Point-per-instance localization data:
☆ ☆ ☆ ☆ ☆
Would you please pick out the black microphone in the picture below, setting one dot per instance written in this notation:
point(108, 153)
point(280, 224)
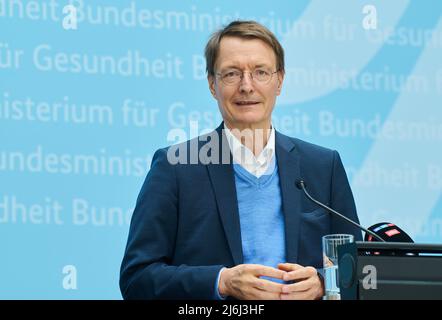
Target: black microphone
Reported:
point(300, 184)
point(389, 232)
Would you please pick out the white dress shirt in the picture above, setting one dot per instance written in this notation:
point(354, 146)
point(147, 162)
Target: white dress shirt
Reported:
point(245, 157)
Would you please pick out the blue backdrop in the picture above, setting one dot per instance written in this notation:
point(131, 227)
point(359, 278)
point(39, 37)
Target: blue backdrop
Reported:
point(90, 89)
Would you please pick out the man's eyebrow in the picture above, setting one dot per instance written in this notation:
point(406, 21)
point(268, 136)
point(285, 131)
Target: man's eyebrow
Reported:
point(234, 66)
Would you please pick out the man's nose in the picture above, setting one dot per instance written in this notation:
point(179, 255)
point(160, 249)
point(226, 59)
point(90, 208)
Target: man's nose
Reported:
point(246, 83)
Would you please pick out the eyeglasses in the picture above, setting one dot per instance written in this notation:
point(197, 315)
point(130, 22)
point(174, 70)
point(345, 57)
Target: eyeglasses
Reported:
point(233, 77)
☆ ☆ ☆ ☆ ☆
- [ABOUT THIS TASK] All lines from the one with "point(285, 131)" onward to the end of the records above should be repeated exactly, and only those lines.

- [REPLY]
point(285, 131)
Target: man's eyebrow
Reported:
point(234, 66)
Would you please pick out the man's nose in the picture above, setting one dot per instance written in this notation:
point(179, 255)
point(160, 249)
point(226, 59)
point(90, 208)
Target: man's nose
Reported:
point(246, 83)
Would you please pick out the eyeglasses in the picture above, setting one dot per instance written in this notation:
point(197, 315)
point(130, 22)
point(174, 70)
point(345, 57)
Target: eyeglasses
Reported:
point(233, 77)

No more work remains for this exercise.